===== Page excerpt =====

The result was a live crisis map of Haiti, which became the most comprehensive and up-to-date information available to the humanitarian community. In fact, one first-responder noted that the live map helped them save hundreds of lives during their search and rescue operations.

Live crisis maps are critical for disaster response because they can provide real-time situational awareness, like this official UN Crisis Map of Libya. Because the UN Office for the Coordination of Humanitarian Affairs (UN OCHA) did not have information management officers in-country when the crisis began to escalate, they turned to the crisis-affected population for real-time information on the rapidly changing situation. Indeed, a lot of local and relevant user-generated content was already being shared via Twitter, Flickr and YouTube.

The result was this crowdsourced social media map which was used not only by OCHA but also by the World Food Program and other humanitarian organiza-tions. Needless to say, the majority of the rich, multi-media content that populated this map was generated thanks to mobile technology.

Humanitarian organizations are not the only groups using mobile technologies and crisis mapping platforms. Indeed, the mainstream media plays an instrumental role following a disaster. Their ability to widely and rapidly disseminate information to disaster affected populations is absolutely critical for disaster response. And they too are turning to live crisis maps to do this. Just a few weeks ago, Al-jazeera launched this live map to document the impact of the snowstorm emergency in the Balkans.

The map became the most viewed page on the Al-jazeera Balkans website for several weeks running, a clear testament to the demand for this type information and medium. This is actually the third time that Al-jazeera has leveraged mobile technologies for crisis mapping. Just two short months ago, we partnered with Al-jazeera to run a similar project in Somalia using an SMS short code.

There is no doubt that access to information is as important as access to food and water. In fact, sometimes information is the only help that can be made available, especially when isolated populations are cut off and beyond the reach of traditional aid. So while we talk of humanitarian aid and food relief, we also need to talk about “information aid” and “information relief”. Indeed, we have a “World Food Program” but we don’t have a “World Information Program” for communicating with disaster-affected populations.

This explains why I very much welcome and applaud the GSMA for launching their Disaster Response Program. It is perfectly clear that telecommunications companies are pivotal to the efforts just described. I thus look forward to collaborating with this new working group and hope that we’ll begin our conver-sations by addressing the pressing need and challenge to provide disaster-affected populations with free “information rations” (i.e., limited but free voice calls and SMS) in the immediate aftermath of a major disaster.

Stranger than Fiction: A Few Words About An Ethical Compass for Crisis Mapping

The good people at the Sudan Sentinel Project (SSP), housed at my former “alma matter,” the Harvard Humanitarian Initiative (HHI), have recently written this curious piece on crisis mapping and the need for an “ethical compass” in this new field. They made absolutely sure that I’d read the piece by directly messaging me via the @CrisisMappers twitter feed. Not to worry, good people, I read your masterpiece. Interestingly enough, it was published the day after my blog post reviewing IOM’s data protection standards.

===== Record extracts =====

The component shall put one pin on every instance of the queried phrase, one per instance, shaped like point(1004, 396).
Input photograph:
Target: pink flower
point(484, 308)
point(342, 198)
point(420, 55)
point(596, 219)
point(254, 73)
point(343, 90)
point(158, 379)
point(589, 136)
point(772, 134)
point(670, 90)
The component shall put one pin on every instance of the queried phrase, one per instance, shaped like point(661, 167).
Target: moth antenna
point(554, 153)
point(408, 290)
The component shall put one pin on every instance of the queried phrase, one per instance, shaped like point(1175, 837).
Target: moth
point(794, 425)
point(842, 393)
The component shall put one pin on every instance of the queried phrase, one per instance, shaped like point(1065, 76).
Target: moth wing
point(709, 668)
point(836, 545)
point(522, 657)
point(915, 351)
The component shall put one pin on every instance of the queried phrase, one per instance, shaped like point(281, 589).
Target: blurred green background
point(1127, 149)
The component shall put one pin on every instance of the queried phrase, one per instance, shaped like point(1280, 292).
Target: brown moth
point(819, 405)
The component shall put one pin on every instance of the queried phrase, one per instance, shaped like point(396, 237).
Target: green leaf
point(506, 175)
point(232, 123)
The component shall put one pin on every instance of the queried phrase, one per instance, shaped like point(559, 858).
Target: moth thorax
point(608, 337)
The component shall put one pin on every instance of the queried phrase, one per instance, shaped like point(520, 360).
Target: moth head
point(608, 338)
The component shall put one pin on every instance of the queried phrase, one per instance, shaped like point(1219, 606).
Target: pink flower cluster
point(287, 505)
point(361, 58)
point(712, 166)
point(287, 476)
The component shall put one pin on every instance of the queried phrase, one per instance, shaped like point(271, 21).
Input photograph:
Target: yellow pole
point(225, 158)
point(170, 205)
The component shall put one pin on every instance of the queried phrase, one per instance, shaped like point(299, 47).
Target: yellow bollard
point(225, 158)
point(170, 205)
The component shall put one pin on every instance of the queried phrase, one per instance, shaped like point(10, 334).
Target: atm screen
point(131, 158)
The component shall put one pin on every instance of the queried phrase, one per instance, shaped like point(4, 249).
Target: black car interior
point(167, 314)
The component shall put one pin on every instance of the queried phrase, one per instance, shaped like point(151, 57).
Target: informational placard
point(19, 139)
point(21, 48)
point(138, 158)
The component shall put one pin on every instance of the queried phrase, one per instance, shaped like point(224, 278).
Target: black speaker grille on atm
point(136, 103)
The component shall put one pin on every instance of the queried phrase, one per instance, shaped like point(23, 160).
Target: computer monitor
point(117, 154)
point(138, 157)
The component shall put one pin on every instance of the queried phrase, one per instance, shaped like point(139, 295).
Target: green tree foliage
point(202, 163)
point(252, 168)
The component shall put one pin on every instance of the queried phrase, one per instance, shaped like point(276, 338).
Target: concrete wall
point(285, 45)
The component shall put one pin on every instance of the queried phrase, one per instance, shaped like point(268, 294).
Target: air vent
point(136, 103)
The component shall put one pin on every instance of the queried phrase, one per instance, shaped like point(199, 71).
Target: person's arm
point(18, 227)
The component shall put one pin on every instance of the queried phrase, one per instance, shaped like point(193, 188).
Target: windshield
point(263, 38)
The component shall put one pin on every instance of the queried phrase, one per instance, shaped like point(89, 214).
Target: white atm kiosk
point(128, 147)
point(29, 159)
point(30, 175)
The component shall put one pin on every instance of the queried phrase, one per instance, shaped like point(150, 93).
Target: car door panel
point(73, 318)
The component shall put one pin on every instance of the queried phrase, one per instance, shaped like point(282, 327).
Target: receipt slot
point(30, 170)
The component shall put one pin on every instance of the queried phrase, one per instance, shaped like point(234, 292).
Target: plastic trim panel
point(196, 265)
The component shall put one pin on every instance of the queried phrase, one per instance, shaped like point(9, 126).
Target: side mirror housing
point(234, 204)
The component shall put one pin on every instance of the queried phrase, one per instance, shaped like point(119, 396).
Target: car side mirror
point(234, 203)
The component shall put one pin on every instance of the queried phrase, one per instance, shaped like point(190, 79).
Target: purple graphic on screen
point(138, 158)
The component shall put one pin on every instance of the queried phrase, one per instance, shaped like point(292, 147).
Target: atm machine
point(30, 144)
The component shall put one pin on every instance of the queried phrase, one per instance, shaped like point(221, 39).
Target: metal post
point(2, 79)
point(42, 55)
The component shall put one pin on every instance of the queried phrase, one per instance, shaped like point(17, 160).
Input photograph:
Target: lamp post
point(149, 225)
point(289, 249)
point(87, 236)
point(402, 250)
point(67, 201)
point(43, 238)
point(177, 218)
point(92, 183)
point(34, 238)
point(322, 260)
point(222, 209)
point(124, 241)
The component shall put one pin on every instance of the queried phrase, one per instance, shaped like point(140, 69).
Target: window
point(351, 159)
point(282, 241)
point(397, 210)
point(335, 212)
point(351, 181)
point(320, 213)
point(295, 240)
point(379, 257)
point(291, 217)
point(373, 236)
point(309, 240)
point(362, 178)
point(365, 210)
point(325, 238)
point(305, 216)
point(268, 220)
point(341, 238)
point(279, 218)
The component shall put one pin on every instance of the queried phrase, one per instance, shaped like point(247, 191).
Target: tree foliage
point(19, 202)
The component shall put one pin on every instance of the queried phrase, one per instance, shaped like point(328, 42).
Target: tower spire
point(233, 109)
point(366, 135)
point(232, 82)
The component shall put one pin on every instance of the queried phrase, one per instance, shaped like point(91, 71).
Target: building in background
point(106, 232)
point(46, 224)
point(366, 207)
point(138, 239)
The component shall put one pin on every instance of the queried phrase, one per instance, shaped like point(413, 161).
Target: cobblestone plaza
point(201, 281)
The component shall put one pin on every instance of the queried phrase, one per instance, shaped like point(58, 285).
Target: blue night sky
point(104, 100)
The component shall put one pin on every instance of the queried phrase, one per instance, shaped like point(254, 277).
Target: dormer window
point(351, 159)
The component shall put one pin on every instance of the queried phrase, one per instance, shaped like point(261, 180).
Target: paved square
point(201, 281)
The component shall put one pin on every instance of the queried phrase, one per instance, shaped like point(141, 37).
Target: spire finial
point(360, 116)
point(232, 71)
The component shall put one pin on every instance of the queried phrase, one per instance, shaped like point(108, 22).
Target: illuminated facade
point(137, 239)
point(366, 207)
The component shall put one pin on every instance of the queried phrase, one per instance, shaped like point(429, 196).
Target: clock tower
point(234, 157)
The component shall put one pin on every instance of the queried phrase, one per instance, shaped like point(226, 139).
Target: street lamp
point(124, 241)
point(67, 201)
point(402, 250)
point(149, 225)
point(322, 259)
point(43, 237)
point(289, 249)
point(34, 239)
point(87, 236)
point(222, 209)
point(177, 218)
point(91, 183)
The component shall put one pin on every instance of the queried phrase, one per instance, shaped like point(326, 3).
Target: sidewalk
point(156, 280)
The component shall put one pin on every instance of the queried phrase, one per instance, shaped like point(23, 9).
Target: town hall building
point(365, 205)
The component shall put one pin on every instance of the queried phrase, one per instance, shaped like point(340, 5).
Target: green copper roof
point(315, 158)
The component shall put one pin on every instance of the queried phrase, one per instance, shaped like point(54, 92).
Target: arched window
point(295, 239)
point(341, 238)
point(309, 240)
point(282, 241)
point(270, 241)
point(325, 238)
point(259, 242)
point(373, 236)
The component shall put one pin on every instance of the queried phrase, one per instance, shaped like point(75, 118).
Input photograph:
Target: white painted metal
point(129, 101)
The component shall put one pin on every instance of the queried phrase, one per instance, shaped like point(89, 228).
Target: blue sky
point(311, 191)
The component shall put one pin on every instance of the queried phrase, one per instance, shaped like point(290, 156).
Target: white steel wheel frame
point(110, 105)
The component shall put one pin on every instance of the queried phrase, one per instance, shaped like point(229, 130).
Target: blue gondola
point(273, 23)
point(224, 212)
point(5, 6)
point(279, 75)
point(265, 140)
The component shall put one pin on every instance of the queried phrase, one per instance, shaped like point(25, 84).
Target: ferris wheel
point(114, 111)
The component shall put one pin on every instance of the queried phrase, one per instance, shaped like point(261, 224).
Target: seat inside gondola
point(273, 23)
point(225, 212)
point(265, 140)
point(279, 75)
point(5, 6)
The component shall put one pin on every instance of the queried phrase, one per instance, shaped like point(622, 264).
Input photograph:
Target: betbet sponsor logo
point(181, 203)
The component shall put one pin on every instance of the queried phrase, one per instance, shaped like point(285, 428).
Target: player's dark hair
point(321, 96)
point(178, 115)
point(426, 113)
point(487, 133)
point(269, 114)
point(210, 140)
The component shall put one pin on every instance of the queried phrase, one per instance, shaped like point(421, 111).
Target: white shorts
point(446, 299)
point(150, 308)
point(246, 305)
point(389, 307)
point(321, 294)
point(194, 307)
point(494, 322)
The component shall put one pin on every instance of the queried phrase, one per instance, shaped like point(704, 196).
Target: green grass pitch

=====

* [Stated exercise A]: Give the number of lines in the listing that contain the string "green", counting case as significant. Reply with the number alone.
* [Stated exercise B]: Please write what comes next in the crisis-mapping text, picking up right after its final sentence.

* [Response A]: 5

* [Response B]:
To be honest, I was actually not going to spend any time writing up a response because the piece says absolutely nothing new and is hardly pro-active. Now, before any one spins and twists my words: the issues they raise are of paramount importance. But if the authors had actually taken the time to speak with their fellow colleagues at HHI, they would know that several of us participated in a brilliant workshop last year which addressed these very issues. Organized by World Vision, the workshop included representatives from the International Committee of the Red Cross (ICRC), Care International, Oxfam GB, UN OCHA, UN Foundation, Standby Volunteer Task Force (SBTF), Ushahidi, the Harvard Humanitarian Initiative (HHI) and obviously Word Vision. There were several data protection experts at this workshop, which made the event one of the most important workshops I attended in all of 2011. So a big thanks again to Phoebe Wynn-Pope at World Vision for organizing.

We discussed in-depth issues surrounding Do No Harm, Informed Consent, Verification, Risk Mitigation, Ownership, Ethics and Communication, Impar-tiality, etc. As expected, the outcome of the workshop was the clear need for data protection standards that are applicable for the new digital context we operate in, i.e., a world of social media, crowdsourcing and volunteer geographical informa-tion. Our colleagues at the ICRC have since taken the lead on drafting protocols relevant to a data 2.0 world in which volunteer networks and disaster-affected communities are increasingly digital. We expect to review this latest draft in the coming weeks (after Oxfam GB has added their comments to the document). Incidentally, the summary report of the workshop organized by World Vision is available here (PDF) and highly recommended. It was also shared on the Crisis Mappers Google Group. By the way, my conversations with Phoebe about these and related issues began at this conference in November 2010, just a month after the SBTF launched.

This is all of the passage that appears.